-- Opening Marker --
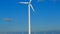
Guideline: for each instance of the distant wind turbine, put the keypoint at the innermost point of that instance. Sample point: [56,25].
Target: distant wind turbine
[29,6]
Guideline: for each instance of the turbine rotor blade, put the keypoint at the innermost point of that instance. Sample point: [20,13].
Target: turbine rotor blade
[23,2]
[32,8]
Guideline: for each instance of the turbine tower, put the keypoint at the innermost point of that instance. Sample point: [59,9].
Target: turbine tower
[29,6]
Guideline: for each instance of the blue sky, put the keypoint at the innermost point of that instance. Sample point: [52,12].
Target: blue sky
[47,17]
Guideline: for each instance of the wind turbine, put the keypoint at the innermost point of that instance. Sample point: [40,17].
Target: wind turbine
[29,6]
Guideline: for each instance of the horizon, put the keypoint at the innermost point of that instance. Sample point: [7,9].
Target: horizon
[46,18]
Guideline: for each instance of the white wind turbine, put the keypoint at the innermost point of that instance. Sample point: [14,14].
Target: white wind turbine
[29,6]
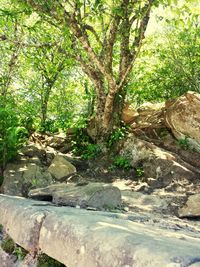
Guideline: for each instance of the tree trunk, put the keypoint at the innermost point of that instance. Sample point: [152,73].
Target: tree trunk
[101,126]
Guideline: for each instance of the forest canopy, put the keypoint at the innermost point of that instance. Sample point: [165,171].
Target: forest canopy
[71,64]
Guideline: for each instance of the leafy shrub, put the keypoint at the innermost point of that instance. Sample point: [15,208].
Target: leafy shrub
[12,136]
[8,245]
[139,171]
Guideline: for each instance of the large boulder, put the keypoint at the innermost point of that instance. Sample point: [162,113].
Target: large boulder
[32,150]
[80,238]
[20,178]
[148,115]
[61,168]
[182,117]
[191,208]
[162,166]
[95,195]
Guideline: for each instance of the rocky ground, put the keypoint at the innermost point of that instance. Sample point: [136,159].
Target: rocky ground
[160,189]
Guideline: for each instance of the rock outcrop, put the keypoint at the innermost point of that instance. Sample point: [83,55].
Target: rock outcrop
[96,195]
[182,116]
[61,168]
[163,167]
[80,238]
[191,208]
[19,178]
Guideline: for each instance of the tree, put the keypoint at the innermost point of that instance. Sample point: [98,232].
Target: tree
[106,37]
[168,65]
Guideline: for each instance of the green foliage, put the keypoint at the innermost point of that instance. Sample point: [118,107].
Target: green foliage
[122,162]
[12,136]
[46,261]
[20,253]
[169,63]
[83,146]
[139,171]
[8,245]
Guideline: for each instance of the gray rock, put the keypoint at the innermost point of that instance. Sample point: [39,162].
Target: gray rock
[191,208]
[80,238]
[60,167]
[95,195]
[32,150]
[20,178]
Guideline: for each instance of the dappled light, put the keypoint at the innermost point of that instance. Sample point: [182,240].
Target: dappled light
[99,133]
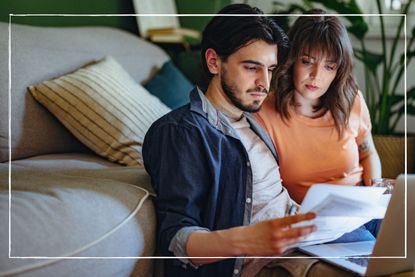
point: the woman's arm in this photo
(370, 161)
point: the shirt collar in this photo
(201, 105)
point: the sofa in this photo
(74, 211)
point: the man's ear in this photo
(213, 61)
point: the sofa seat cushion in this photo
(57, 215)
(68, 161)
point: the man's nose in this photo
(263, 80)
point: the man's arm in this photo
(266, 238)
(370, 161)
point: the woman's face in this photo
(313, 74)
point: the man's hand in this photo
(266, 238)
(275, 236)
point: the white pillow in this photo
(104, 108)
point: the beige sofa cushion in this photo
(104, 108)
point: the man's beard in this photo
(230, 91)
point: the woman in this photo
(316, 116)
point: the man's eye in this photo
(305, 61)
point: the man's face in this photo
(245, 76)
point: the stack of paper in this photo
(341, 209)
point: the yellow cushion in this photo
(104, 108)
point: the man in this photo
(214, 170)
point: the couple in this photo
(221, 184)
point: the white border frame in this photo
(50, 260)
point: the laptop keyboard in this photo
(360, 260)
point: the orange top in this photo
(309, 149)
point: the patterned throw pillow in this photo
(104, 108)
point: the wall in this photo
(71, 7)
(373, 43)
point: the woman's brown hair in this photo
(327, 36)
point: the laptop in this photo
(386, 255)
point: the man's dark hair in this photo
(227, 34)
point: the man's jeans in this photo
(365, 232)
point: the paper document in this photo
(341, 209)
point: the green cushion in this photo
(170, 86)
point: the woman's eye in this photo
(330, 67)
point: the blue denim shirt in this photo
(201, 174)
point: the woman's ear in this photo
(213, 61)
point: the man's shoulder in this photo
(181, 118)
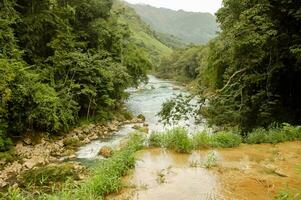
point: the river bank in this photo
(40, 150)
(206, 168)
(247, 172)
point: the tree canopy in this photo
(61, 60)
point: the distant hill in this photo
(153, 43)
(190, 27)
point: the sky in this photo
(210, 6)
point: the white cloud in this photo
(210, 6)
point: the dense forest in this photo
(86, 84)
(251, 72)
(188, 27)
(61, 61)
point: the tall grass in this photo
(274, 135)
(106, 177)
(179, 140)
(176, 139)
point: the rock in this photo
(136, 127)
(142, 117)
(113, 127)
(86, 141)
(91, 126)
(280, 173)
(93, 137)
(78, 131)
(27, 141)
(86, 130)
(106, 152)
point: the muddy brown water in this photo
(162, 174)
(249, 172)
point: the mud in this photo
(249, 172)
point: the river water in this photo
(179, 181)
(147, 100)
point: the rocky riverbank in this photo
(31, 153)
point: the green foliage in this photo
(220, 139)
(189, 27)
(226, 140)
(44, 176)
(62, 61)
(182, 64)
(176, 139)
(252, 72)
(150, 44)
(202, 140)
(179, 140)
(274, 135)
(106, 177)
(210, 160)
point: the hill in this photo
(190, 27)
(142, 34)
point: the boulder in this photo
(136, 127)
(106, 152)
(27, 141)
(141, 117)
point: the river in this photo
(179, 180)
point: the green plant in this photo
(176, 139)
(210, 160)
(284, 133)
(71, 142)
(44, 176)
(226, 140)
(202, 140)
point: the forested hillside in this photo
(61, 61)
(251, 72)
(141, 34)
(190, 27)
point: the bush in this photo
(176, 139)
(226, 140)
(202, 140)
(44, 176)
(106, 177)
(274, 135)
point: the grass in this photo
(106, 177)
(176, 139)
(210, 160)
(274, 135)
(179, 140)
(47, 175)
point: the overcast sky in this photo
(189, 5)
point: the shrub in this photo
(274, 135)
(179, 140)
(210, 160)
(44, 176)
(226, 140)
(176, 139)
(202, 140)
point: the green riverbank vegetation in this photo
(250, 73)
(181, 141)
(62, 61)
(105, 177)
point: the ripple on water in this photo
(161, 175)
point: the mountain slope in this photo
-- Closing Marker --
--- What to do ---
Word-for-word transcription: the whole listing, with images excluded.

--- Answer section ---
Guideline: for each instance of the distant wind turbine, put the keypoint at the innermost point of that instance. Sample point: [56,25].
Target: distant wind turbine
[29,6]
Guideline: for each instance of the turbine rotor blade, put the keypoint at the innermost point of that instance. Sample point: [20,13].
Target: turbine rotor blade
[23,2]
[32,8]
Guideline: for each instance of the turbine tower, put the keypoint at the innermost point of that instance. Sample point: [59,9].
Target: turbine tower
[29,6]
Guideline: for each instance of the blue sky, put the keypoint at the innermost point of that instance. Sample point: [52,12].
Target: blue sky
[47,17]
Guideline: for each instance of the wind turbine, put the keypoint at the innermost point of that instance. Sample point: [40,17].
Target: wind turbine
[29,6]
Guideline: for each instance of the horizon, put the keypoint at the innermost point of that instance. Sample point: [7,9].
Target: horizon
[46,18]
Guideline: for each instance of the white wind turbine, put the keypoint at the innermost point of that instance. Sample point: [14,14].
Target: white wind turbine
[29,6]
Guideline: for each instance of the tree trunk, put the keypoint at the innermost point of that instance. Sample point: [152,73].
Target: tree trunk
[101,126]
Guideline: for each instance of the forest canopy, put the keypoint at the innermost point of that instance. Sample point: [165,171].
Target: forest canopy
[71,64]
Guideline: for each instance of the leafy shrub, put the keypoint at the innermost point of that instance. Sample point: [15,208].
Target: leafy shrub
[12,136]
[8,245]
[139,171]
Guideline: for each instance of the large boulder, put the keypoint at the innermost point of that instance. Sample point: [162,113].
Target: large boulder
[32,150]
[80,238]
[20,178]
[148,115]
[61,168]
[182,117]
[191,208]
[162,166]
[95,195]
Guideline: for each instance of the rocky ground, put the keypoint at the innermost point of that instance. Sample point: [136,159].
Target: rocky ground
[160,189]
Guideline: for each instance of the rock outcrop, put the keypoint at the innermost point of that instance. Sample point: [83,55].
Target: rock outcrop
[96,195]
[182,116]
[61,168]
[163,167]
[80,238]
[191,208]
[19,178]
Guideline: for each instance of the tree, put the keypoint at the innermost point of that instance. Sample point: [98,232].
Target: tree
[106,37]
[168,65]
Guideline: for each instance of the green foliage, put the keypoint at the innermost point of that instance. Sample point: [118,107].
Target: green foliage
[122,162]
[12,136]
[46,261]
[20,253]
[169,63]
[83,146]
[139,171]
[8,245]
Guideline: for each instance of the gray rock, put the keypoint at the innermost point of that instance. Sample point: [39,162].
Target: gray rock
[191,208]
[80,238]
[60,167]
[95,195]
[32,150]
[20,178]
Guideline: for each instance of the dappled light, put the keypoint at the innermost point of that instance. Sample point: [182,240].
Target: dappled light
[99,133]
point: the woman's arm in this photo
(370, 161)
point: the shirt collar in this photo
(201, 105)
point: the sofa in this photo
(74, 211)
point: the man's ear in this photo
(213, 61)
point: the sofa seat cushion in this photo
(57, 215)
(68, 161)
point: the man's nose in this photo
(263, 80)
point: the man's arm in this photo
(266, 238)
(370, 161)
point: the woman's face in this photo
(313, 74)
point: the man's hand in this photo
(266, 238)
(275, 236)
point: the white pillow in this photo
(104, 108)
point: the beige sofa cushion in this photo
(104, 108)
point: the man's beard in this photo
(230, 91)
point: the woman in this photo
(316, 116)
point: the man's eye in this photo
(305, 61)
point: the man's face in this photo
(245, 76)
point: the stack of paper in this photo
(341, 209)
point: the yellow cushion in this photo
(104, 108)
point: the man in this photo
(214, 170)
point: the couple in this photo
(221, 184)
point: the white border frame in this photo
(50, 260)
point: the laptop keyboard in this photo
(360, 260)
point: the orange top in this photo
(309, 149)
point: the patterned throw pillow in this photo
(104, 108)
point: the wall in this photo
(71, 7)
(373, 43)
point: the woman's brown hair in this photo
(327, 36)
point: the laptop in this photo
(386, 255)
point: the man's dark hair in this photo
(227, 34)
point: the man's jeans in this photo
(365, 232)
point: the paper document in this photo
(341, 209)
point: the green cushion in this photo
(170, 86)
point: the woman's eye in this photo
(330, 67)
point: the blue denim shirt in this photo
(201, 174)
point: the woman's ear in this photo
(213, 61)
point: the man's shoulder in this photo
(181, 118)
point: the river bank in this photo
(40, 150)
(206, 168)
(247, 172)
point: the tree canopy in this photo
(61, 60)
point: the distant hill in this photo
(153, 43)
(190, 27)
point: the sky in this photo
(210, 6)
point: the white cloud in this photo
(210, 6)
point: the dense forest in this photo
(86, 84)
(251, 72)
(188, 27)
(61, 61)
point: the tall grass in this photo
(274, 135)
(106, 177)
(179, 140)
(176, 139)
point: the rock in this photo
(136, 127)
(142, 117)
(113, 127)
(86, 141)
(91, 126)
(280, 173)
(93, 137)
(78, 131)
(27, 141)
(86, 130)
(106, 152)
point: the muddy brown water in this photo
(162, 174)
(249, 172)
point: the mud in this photo
(249, 172)
point: the river water in this photo
(179, 181)
(147, 100)
point: the rocky riverbank in this photo
(31, 153)
point: the green foliage in this photo
(220, 139)
(189, 27)
(226, 140)
(44, 176)
(62, 61)
(182, 64)
(176, 139)
(252, 72)
(150, 44)
(202, 140)
(179, 140)
(274, 135)
(106, 177)
(210, 160)
point: the hill in this photo
(190, 27)
(142, 34)
point: the boulder in this photo
(136, 127)
(106, 152)
(27, 141)
(141, 117)
point: the river in this photo
(179, 180)
point: the green plant in this photo
(176, 139)
(210, 160)
(284, 133)
(71, 142)
(44, 176)
(226, 140)
(202, 140)
point: the forested hillside in this photo
(61, 61)
(251, 72)
(141, 34)
(190, 27)
point: the bush in this photo
(176, 139)
(226, 140)
(202, 140)
(44, 176)
(106, 177)
(274, 135)
point: the grass in this photo
(106, 177)
(176, 139)
(210, 160)
(274, 135)
(179, 140)
(47, 175)
point: the overcast sky in this photo
(189, 5)
point: the shrub in this photo
(274, 135)
(179, 140)
(210, 160)
(44, 176)
(226, 140)
(176, 139)
(202, 140)
point: the green riverbank vegetation in this photo
(250, 73)
(181, 141)
(62, 61)
(105, 177)
point: the ripple on water in this photo
(161, 175)
point: the mountain slope in this photo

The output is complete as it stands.